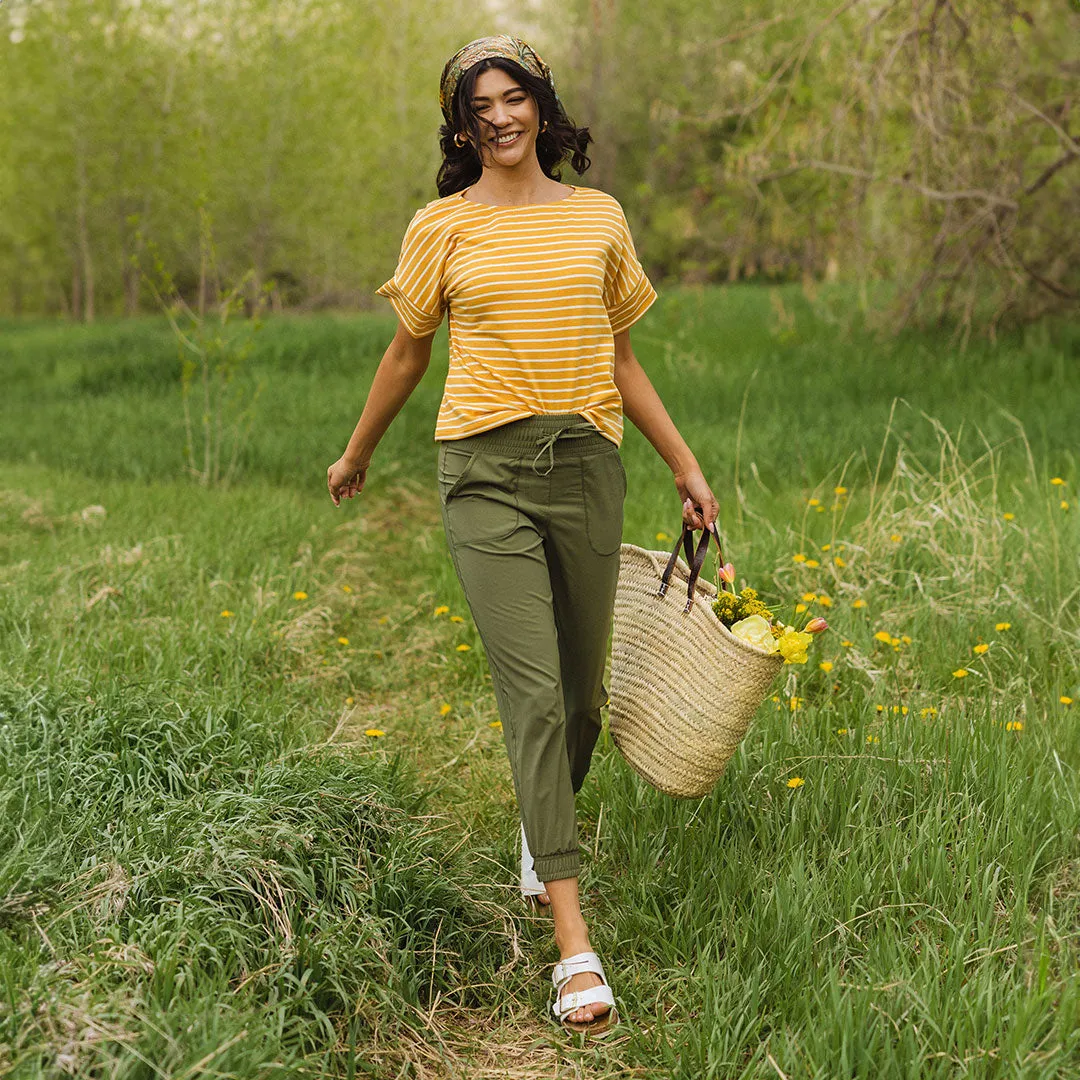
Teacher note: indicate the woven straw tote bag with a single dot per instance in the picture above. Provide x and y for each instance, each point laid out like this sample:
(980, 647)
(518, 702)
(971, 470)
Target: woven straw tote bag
(684, 688)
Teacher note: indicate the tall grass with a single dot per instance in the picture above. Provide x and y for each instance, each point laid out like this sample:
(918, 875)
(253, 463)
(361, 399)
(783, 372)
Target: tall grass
(212, 865)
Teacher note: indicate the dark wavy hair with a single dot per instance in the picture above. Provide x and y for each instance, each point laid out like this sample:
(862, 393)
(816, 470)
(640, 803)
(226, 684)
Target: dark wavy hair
(563, 139)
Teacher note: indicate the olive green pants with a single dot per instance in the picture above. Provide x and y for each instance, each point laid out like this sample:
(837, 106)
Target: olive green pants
(532, 513)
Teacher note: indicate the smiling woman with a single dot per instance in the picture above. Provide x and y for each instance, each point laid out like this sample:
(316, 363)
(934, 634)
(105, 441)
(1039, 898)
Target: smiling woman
(541, 283)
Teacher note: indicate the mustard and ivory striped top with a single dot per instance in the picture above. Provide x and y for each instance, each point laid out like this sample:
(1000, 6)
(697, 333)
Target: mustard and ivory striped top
(536, 295)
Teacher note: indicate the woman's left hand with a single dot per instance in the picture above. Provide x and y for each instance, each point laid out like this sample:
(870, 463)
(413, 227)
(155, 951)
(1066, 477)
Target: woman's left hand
(698, 496)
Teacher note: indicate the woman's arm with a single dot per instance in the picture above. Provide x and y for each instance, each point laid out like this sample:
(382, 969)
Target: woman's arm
(401, 368)
(646, 410)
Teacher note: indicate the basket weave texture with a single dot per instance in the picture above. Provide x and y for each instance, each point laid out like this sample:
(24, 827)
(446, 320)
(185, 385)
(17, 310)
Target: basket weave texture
(683, 688)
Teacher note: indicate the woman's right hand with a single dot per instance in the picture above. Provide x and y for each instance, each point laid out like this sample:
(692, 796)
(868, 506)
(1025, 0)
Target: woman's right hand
(345, 480)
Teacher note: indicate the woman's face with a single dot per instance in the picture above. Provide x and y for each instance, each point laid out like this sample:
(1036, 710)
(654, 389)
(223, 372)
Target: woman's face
(509, 120)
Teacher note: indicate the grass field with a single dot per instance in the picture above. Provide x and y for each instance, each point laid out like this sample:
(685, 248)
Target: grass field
(256, 818)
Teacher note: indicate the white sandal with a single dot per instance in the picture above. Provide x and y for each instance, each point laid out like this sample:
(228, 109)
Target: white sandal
(530, 885)
(566, 1003)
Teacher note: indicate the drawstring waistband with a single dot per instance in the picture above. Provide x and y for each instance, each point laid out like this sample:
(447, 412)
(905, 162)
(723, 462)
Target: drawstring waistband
(536, 437)
(548, 445)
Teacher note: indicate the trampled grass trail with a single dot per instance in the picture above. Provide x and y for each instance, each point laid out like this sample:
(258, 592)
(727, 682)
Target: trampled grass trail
(255, 813)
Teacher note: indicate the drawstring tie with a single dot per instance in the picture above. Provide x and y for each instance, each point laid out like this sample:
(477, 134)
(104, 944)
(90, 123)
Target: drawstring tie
(547, 445)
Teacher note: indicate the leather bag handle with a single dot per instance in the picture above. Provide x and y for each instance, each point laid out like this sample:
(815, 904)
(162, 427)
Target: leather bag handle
(694, 559)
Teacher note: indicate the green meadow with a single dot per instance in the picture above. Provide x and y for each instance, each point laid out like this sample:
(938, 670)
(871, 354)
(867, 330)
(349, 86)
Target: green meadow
(255, 813)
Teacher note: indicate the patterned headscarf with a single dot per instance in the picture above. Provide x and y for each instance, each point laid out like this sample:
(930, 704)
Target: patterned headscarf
(500, 44)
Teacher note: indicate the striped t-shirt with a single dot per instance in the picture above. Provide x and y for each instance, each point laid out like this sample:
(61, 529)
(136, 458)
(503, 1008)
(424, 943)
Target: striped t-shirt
(536, 295)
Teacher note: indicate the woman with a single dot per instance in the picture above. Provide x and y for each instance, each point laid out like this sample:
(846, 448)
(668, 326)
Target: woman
(542, 284)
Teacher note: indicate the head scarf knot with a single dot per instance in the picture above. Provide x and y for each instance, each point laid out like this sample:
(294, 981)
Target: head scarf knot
(499, 45)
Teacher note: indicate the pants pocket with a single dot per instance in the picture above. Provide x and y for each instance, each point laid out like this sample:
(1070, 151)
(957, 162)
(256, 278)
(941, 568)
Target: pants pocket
(480, 496)
(604, 490)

──────

What to work on.
Print the complete listing exactly as it stands, without its pictures.

Output for this exercise.
Teacher note: indicate the woven straw tote bag with a single dot per instance in the picture above. Provide x and y for each instance, each point laid out like this sample:
(980, 647)
(518, 702)
(971, 470)
Target: woven straw tote bag
(684, 688)
Teacher note: indicate the tall grass with a single dot per instance in the picture above. Provide x and y for each instance, each point laid out like this sample:
(918, 875)
(253, 463)
(361, 399)
(783, 372)
Target: tall grass
(212, 865)
Teacher note: indicate the dark wavy hair with a single dot per instance in the picture above. Provide x and y for each instance, each point laid out like this sample:
(862, 393)
(816, 470)
(640, 803)
(226, 684)
Target: dark wavy hair
(563, 139)
Teacher note: indicate the olive green pants with a single dot per instance in the picture above. Provide x and y for each instance, each point laid out like this sample:
(837, 106)
Target: olive green pants
(532, 513)
Teacher note: indicate the smiling woman with a single dot per instance in the picture above. Provide x and y for each instance, each point laid out like this sample:
(316, 363)
(934, 634)
(105, 441)
(1039, 898)
Target: smiling woman
(541, 283)
Teacher note: indicate the mustard and ivory striped top with a single dot per instance in the picture above. Provide x and y for each instance, each point laid out like this sample:
(1000, 6)
(697, 333)
Target: mustard and ivory striped top
(536, 295)
Teacher note: indicate the woman's left hand with a single dot per instance in the picture above. Provide x and y for each instance, each point laid out like this sample:
(870, 463)
(413, 227)
(155, 951)
(1066, 477)
Target: woman's left hand
(698, 496)
Teacher note: indicate the woman's arm with a single dot per instance in the picture above. Provide x and y for each instance, each point laid out like this sample:
(382, 969)
Target: woman's arm
(401, 368)
(646, 410)
Teacher note: indicate the basket weave texture with a single dot per instance in the picture above. Provide x and y for each instance, each point laid out like this sample:
(24, 827)
(446, 320)
(185, 385)
(17, 310)
Target: basket weave texture
(683, 688)
Teacher note: indicate the woman's right hand with a single dot per instance in the picture above. Provide x and y for each instance, each point laid out like this sample:
(692, 796)
(868, 506)
(1025, 0)
Target: woman's right hand
(345, 480)
Teacher note: indicate the woman's face with a single dot per instance in the picture above. Provide x and y for each instance, each point laid out like this sample:
(1036, 710)
(654, 389)
(223, 372)
Target: woman's face
(509, 120)
Teacher note: indicate the grass field with a single dot per instance in the picture above. Provide x and y for each instance, each point laid out like this sample:
(685, 248)
Target: grass field
(256, 818)
Teacher note: indicate the white sandal with a single dot per instance in the picture above. Provide x and y for each instance, each point laid out like this sample:
(228, 109)
Target: white sandal
(530, 885)
(566, 1003)
Teacher note: indicate the drawstring waistband with a single dot per instance in the picture above. Provide x and y for each instance, each point laid out like this sample:
(447, 412)
(905, 162)
(723, 462)
Target: drawstring waistband
(536, 437)
(548, 445)
Teacher note: indicate the trampled grass trail with a single dot per instance in the picture above. Provide x and y for each instance, each point laid out like this sample:
(258, 592)
(727, 682)
Target: trampled grass trail
(255, 813)
Teacher note: indicate the drawstring tie with a single dot per instance in the picture above. Provide x and y for each instance, each point laid out like this sample:
(477, 134)
(104, 944)
(90, 123)
Target: drawstring tie
(547, 445)
Teacher note: indicate the leather bag handle with a single dot per instance in the picture above. Provide x and y for each instance, each point laid out like this sample:
(815, 904)
(162, 427)
Target: leather bag handle
(694, 559)
Teacher note: indicate the green meadow with a single dot per instance in the picture above. Provide x and y for each instance, each point laid out like this sample:
(938, 670)
(871, 354)
(867, 330)
(349, 86)
Target: green meadow
(255, 813)
Teacher note: indicate the patterned headscarf with a single dot per instance in the picture above. Provide x and y for each instance, each point laid out like this sample:
(930, 704)
Target: patterned headscarf
(500, 44)
Teacher note: indicate the striped t-shirt with a single dot per instance in the picture above. Provide x and y for each instance, each point laid out like this sample:
(61, 529)
(136, 458)
(503, 1008)
(424, 943)
Target: striped t-shirt
(536, 295)
Teacher note: indicate the woman with a single dot per instance in the picture above. Provide x and y for each instance, each point laid out like this sample:
(846, 448)
(668, 326)
Target: woman
(542, 284)
Teacher note: indicate the head scarf knot with a single dot per instance in the picture above. Provide x and y for each instance, each point laid out like this sample:
(294, 981)
Target: head scarf knot
(499, 45)
Teacher note: indicate the pants pocket with a single dot per instance in the picture above. Provide x and y for each instance, each point laid out like this sample:
(1070, 151)
(957, 162)
(256, 278)
(941, 568)
Target: pants pocket
(480, 496)
(604, 490)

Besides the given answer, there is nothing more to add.